DOCUMENT SEGMENT:
▬▬▬
Does religion have any bearing on your decision to submit? If not, are you familiar with religious based submission and do you view it as similar to other types of submission or dissimilar?
This is an interesting question, because I think, at least in principle, religion has a lot to do with the foundations of my submission.
I grew up in a Church of England household, with Church of England grandparents. At a very young age, the Church was a huge part of my life, and we went to Church every Sunday. I’ve always held the Church close to my heart and I was sort of sad that I didn’t get married there. My Mum did, my Nan did, and I should of.
A number of things happened over the years that affected my relationship with the Church. My brother was severely asthmatic, and hated the sound of the organ so much that he would get himself severely upset, trigger his asthma and manage to vomit all over the Church floor. On another occasion, he got himself so wound up that he flung his head back, hitting my father directly in the nose and giving him a nosebleed. Long story short, it became easier for my parents to stay at home.
Over time, I began to get suspicious about the Church, as many young people do. We had seen pictures of God, but how did anyone know that’s what God actually looked like? Why weren’t there other pictures or paintings of Him from the time, given how popular He was supposed to be? The fewer answers I got and the more I was told not to ask questions, the more suspicious I became.
I was sent to a Church of England school which did nothing to reaffirm my faiths. In assembly, we’d have to sing hymns and I used to be singled out for standing in silence and not singing. Whilst everybody had sat down, I’d have to remain stood and sing the hymns again for the teacher (and my classmates) to hear. I was also struck with a ruler by a teacher for making a spelling mistake, and my brother was spanked by a preschool teacher for wetting himself, but that was the least of my problems.
▬▬▬
EXERCISE:
Using the passage on religion and submission, answer each question:
(a) In what kind of household did the writer grow up?
(b) What sound did the writer's brother hate?
(c) Why was the writer struck with a ruler by a teacher?
The records have no connection to the text above.

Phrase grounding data
▬▬▬
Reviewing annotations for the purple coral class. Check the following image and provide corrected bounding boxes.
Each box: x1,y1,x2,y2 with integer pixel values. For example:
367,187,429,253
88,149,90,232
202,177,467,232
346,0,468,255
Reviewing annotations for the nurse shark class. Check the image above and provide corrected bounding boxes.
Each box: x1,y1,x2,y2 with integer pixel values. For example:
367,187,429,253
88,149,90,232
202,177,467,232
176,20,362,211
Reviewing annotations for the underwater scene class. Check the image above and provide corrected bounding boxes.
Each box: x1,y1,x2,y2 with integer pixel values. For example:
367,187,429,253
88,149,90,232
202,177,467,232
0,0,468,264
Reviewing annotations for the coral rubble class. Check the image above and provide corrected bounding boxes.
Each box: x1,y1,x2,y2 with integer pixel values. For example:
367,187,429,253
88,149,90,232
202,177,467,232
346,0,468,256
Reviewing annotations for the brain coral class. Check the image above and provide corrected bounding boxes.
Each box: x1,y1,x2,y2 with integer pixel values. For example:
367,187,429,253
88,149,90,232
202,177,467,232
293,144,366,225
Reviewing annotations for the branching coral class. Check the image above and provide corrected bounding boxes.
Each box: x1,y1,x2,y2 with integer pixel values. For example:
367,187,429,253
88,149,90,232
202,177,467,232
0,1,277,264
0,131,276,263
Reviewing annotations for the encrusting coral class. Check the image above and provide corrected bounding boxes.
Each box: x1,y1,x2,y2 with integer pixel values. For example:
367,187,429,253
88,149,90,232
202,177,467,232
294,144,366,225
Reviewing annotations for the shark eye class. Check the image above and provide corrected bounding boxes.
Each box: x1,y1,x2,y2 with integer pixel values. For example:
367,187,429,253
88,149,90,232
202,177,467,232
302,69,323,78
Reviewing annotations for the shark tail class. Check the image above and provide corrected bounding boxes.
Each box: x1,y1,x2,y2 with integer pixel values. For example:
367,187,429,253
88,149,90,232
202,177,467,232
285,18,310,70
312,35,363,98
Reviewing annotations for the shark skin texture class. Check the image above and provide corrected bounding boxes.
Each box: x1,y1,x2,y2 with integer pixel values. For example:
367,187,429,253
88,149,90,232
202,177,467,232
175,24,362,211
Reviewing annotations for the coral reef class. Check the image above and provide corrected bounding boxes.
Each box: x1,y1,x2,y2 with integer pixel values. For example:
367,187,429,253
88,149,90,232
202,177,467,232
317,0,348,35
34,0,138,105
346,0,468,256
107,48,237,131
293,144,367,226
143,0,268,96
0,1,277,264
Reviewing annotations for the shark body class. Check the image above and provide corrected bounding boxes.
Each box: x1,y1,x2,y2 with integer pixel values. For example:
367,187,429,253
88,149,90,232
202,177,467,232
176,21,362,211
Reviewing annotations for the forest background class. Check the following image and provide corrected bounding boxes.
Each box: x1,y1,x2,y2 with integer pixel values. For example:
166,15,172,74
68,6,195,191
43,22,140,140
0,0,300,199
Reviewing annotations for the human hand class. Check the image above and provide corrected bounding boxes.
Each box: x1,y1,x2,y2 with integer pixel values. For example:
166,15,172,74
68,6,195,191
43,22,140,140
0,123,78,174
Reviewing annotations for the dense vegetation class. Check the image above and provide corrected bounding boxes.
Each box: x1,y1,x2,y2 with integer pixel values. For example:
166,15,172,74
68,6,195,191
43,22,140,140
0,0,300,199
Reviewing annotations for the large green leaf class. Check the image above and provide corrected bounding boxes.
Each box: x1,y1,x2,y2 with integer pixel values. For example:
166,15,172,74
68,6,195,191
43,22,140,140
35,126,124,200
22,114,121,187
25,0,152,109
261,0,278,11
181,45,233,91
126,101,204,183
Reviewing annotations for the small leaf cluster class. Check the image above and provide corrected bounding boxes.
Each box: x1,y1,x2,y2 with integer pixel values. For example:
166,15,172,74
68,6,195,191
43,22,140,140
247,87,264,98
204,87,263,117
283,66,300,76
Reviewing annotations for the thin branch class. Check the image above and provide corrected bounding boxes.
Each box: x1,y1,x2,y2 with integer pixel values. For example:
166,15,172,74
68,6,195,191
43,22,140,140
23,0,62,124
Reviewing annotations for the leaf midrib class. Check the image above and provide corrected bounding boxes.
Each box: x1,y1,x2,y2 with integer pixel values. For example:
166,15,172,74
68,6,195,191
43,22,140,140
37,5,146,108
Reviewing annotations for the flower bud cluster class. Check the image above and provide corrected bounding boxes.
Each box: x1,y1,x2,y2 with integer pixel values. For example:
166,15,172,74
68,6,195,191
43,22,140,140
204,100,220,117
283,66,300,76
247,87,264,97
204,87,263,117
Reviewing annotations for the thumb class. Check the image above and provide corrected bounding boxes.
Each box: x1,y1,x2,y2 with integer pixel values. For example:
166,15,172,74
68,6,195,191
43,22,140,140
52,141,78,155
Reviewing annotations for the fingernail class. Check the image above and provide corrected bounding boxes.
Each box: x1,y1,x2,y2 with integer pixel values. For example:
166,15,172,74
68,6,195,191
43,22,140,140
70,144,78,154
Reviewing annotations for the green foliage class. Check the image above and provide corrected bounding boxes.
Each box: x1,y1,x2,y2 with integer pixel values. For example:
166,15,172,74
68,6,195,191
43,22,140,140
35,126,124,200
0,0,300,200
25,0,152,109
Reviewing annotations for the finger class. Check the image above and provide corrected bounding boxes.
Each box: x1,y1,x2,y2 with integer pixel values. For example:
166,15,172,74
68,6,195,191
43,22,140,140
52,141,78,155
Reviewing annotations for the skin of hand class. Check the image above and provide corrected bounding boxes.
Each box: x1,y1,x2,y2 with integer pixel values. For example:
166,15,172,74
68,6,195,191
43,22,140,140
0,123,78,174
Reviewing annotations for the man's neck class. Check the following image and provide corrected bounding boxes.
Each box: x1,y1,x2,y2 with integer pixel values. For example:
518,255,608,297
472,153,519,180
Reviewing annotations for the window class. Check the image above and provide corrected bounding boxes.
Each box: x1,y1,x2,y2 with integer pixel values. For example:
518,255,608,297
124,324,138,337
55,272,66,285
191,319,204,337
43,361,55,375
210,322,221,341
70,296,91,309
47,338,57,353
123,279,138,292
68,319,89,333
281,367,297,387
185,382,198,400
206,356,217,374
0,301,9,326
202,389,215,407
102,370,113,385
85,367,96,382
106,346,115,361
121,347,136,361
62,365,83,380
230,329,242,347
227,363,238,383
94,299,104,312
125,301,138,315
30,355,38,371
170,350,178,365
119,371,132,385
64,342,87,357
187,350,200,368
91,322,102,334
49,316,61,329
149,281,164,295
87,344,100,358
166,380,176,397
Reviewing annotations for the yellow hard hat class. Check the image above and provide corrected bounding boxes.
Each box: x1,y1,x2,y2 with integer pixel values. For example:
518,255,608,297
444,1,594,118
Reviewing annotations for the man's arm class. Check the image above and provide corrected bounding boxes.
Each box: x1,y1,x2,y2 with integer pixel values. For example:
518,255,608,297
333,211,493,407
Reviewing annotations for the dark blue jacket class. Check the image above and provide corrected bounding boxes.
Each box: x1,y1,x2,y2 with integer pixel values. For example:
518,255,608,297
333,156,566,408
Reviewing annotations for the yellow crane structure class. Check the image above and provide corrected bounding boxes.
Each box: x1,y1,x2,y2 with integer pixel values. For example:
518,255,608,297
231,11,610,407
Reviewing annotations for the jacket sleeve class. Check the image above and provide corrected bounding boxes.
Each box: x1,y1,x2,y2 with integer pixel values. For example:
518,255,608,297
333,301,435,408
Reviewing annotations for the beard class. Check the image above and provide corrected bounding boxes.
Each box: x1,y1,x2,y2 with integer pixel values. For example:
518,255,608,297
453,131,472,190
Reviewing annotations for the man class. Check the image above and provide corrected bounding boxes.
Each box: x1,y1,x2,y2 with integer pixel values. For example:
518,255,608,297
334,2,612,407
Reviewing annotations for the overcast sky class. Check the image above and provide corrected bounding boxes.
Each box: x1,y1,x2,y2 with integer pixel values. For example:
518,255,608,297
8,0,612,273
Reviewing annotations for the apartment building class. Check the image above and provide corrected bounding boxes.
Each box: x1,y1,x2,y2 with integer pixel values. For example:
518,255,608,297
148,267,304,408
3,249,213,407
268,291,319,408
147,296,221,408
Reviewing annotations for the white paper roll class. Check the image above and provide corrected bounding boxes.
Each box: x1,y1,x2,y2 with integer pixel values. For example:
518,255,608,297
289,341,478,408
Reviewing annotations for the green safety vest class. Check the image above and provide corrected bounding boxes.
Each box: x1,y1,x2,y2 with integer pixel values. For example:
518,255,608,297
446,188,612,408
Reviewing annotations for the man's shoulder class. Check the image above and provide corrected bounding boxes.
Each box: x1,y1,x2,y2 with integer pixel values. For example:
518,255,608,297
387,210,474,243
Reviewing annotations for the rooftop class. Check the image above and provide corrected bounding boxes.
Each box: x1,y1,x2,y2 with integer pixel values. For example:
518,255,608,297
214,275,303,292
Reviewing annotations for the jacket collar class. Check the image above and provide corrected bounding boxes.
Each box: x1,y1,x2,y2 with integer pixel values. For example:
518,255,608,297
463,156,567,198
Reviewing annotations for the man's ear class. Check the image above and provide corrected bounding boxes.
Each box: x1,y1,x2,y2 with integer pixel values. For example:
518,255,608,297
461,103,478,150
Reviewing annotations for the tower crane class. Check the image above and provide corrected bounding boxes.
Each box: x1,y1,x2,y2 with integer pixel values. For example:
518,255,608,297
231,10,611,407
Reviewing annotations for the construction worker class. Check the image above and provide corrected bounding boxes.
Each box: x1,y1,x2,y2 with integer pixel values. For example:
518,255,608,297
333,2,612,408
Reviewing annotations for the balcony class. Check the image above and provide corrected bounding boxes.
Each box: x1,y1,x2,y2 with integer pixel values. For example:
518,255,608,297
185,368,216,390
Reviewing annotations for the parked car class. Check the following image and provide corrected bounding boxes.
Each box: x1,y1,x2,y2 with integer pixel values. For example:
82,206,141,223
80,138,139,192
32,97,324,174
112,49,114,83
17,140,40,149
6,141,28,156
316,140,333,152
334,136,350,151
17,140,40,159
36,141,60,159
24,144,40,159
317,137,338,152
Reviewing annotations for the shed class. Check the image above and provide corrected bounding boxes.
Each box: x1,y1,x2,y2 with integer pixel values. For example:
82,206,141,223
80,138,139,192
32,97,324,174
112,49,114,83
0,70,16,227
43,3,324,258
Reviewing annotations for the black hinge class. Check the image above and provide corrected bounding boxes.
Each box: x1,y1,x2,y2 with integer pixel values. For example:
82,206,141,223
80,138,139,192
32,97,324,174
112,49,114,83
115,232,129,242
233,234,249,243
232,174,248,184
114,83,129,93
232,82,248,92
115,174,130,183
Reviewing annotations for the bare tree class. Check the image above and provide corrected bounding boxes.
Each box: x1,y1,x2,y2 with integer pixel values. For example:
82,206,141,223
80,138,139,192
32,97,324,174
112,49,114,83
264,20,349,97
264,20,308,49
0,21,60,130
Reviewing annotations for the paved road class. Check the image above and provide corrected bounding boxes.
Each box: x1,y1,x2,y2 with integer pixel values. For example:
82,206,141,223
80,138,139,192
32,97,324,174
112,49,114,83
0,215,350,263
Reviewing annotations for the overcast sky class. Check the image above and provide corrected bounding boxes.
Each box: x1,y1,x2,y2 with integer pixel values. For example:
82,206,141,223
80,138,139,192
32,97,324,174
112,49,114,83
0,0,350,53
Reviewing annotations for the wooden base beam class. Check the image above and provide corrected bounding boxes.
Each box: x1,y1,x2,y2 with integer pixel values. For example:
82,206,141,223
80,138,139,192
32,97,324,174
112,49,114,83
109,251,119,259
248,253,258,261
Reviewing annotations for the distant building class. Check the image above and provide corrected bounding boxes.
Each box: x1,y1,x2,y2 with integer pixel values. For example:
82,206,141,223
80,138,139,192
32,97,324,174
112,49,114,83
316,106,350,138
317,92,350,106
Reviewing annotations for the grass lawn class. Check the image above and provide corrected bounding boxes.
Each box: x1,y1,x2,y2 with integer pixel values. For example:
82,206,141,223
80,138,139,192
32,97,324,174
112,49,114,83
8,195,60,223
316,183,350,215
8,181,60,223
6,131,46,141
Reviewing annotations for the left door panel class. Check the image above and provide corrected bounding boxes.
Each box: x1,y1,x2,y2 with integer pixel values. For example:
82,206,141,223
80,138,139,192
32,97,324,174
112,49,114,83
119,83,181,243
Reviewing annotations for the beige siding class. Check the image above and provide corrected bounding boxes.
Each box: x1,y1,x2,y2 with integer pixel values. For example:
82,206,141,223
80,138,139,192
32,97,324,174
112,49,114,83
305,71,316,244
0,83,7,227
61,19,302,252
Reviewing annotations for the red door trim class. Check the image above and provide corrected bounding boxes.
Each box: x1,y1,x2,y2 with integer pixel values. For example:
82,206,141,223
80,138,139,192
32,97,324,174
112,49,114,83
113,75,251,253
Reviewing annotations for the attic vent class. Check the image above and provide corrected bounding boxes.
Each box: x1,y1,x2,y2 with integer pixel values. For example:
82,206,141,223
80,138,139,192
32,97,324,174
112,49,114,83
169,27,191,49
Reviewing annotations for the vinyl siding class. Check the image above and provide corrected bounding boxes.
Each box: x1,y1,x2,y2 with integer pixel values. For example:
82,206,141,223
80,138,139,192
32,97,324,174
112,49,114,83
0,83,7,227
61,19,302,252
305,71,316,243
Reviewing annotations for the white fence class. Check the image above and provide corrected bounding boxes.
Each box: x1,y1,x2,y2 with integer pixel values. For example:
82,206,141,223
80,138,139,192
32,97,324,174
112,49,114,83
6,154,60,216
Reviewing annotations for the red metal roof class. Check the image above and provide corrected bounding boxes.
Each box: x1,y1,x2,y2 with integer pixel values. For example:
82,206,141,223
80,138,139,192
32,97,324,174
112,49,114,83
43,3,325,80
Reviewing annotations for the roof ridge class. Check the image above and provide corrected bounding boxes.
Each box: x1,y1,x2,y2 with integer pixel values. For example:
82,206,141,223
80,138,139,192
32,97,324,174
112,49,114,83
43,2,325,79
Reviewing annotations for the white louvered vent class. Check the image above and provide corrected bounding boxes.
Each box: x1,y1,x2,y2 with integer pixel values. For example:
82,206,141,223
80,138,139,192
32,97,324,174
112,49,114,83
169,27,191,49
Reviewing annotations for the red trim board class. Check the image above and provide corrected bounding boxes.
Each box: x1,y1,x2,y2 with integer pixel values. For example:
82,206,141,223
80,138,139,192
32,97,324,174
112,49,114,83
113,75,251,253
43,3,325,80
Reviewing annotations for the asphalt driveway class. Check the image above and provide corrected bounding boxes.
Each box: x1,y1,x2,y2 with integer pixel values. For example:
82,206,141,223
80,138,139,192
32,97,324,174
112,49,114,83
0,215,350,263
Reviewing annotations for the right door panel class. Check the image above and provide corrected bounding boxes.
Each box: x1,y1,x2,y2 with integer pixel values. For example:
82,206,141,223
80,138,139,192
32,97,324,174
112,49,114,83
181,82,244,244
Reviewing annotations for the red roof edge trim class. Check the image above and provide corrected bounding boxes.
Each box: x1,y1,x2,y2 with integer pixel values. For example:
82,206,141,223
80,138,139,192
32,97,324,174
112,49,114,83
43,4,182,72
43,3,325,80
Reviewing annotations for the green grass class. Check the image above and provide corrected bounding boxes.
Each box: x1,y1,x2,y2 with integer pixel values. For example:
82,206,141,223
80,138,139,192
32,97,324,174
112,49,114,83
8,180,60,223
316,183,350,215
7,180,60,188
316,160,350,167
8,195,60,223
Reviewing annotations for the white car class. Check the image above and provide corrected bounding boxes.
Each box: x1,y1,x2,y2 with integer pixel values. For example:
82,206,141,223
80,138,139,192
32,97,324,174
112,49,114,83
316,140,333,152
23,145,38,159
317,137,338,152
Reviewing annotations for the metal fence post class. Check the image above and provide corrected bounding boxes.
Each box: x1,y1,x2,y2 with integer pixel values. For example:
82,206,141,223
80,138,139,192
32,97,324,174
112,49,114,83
▬▬▬
RESPONSE TO THIS TASK:
(a) A Church of England household.
(b) The sound of the organ.
(c) For making a spelling mistake.